**DIRECTIVE 1:**
Can you copy the passage on Central Asia, beginning at the words "Central Asia had" and stopping after "is successively dominated.", and substitute "middle position" for "central location" throughout?
**DIRECTIVE 2:**
Which groups does the passage on Central Asia say the steppe's rapid mobility served?

#### EXTRACT TO READ

Central Asia had both the advantage and disadvantage of a central location between four historical seats of power. From its central location, it has access to trade routes, or lines of attack, to all the regional powers. On the other hand, it has been continuously vulnerable to attack from all sides throughout its history, resulting in political fragmentation or outright power vacuum, as it is successively dominated.

  • To the North, the steppe allowed for rapid mobility, first for nomadic horseback warriors like the Huns and Mongols, and later for Russian traders, eventually supported by railroads. As the Russian empire expanded to the East, it would also push down into Central Asia towards the sea, in a search for warm water ports. The Soviet bloc would reinforce dominance from the North, and attempt to project power as far south as Afghanistan.

########
#### SUPPLIED RECORDS

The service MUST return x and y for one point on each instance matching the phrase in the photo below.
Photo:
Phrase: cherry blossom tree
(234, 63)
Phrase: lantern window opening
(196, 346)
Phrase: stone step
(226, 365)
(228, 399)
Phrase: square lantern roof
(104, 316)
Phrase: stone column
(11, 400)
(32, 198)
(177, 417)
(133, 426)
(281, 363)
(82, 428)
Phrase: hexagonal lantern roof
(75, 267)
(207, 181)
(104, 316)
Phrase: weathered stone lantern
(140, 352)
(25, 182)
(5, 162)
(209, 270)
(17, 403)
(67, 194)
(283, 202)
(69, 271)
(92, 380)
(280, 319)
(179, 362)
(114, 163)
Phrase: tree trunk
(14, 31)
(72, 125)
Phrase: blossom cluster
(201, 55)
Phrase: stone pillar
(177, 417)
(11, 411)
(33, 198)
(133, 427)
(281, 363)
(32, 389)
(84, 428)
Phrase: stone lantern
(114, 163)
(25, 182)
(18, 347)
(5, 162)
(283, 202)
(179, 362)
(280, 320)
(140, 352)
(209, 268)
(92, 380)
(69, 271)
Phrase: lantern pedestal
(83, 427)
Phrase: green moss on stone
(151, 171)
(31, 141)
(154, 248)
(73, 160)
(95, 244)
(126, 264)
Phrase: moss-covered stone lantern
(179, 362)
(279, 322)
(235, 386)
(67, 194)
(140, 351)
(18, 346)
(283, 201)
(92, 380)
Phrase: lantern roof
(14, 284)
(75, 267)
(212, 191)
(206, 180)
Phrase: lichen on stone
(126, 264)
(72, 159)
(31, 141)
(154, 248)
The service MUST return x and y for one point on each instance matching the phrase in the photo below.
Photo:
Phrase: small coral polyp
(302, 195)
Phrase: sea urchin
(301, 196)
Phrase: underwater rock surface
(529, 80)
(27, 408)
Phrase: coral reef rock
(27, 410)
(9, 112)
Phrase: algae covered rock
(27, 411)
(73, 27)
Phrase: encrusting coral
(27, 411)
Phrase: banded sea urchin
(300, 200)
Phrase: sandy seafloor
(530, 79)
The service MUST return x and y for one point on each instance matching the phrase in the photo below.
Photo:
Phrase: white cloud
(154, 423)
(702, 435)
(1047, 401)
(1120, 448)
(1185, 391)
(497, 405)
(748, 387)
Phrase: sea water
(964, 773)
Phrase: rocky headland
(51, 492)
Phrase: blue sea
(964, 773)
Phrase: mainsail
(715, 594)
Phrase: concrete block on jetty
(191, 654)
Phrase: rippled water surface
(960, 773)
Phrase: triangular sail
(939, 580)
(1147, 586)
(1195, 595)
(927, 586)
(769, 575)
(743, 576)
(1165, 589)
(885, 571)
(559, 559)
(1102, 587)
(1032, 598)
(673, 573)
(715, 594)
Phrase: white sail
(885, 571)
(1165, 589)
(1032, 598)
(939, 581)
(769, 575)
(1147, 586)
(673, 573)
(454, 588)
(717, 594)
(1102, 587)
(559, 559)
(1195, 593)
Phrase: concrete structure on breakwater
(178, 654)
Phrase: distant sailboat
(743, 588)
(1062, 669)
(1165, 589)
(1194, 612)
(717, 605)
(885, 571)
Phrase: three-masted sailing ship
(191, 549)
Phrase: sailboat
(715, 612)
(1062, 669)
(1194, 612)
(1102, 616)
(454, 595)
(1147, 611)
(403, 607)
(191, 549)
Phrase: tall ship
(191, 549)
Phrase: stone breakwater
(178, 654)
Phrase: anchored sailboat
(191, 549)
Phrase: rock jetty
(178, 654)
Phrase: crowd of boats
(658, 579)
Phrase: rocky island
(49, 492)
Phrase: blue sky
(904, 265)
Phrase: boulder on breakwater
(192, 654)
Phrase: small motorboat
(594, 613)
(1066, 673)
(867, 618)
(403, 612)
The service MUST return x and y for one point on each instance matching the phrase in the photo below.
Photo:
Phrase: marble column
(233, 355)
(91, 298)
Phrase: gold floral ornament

########

**WRITTEN RESPONSE 1:**
Central Asia had both the advantage and disadvantage of a middle position between four historical seats of power. From its middle position, it has access to trade routes, or lines of attack, to all the regional powers. On the other hand, it has been continuously vulnerable to attack from all sides throughout its history, resulting in political fragmentation or outright power vacuum, as it is successively dominated.

**WRITTEN RESPONSE 2:**
- The Huns
- The Mongols
- Russian traders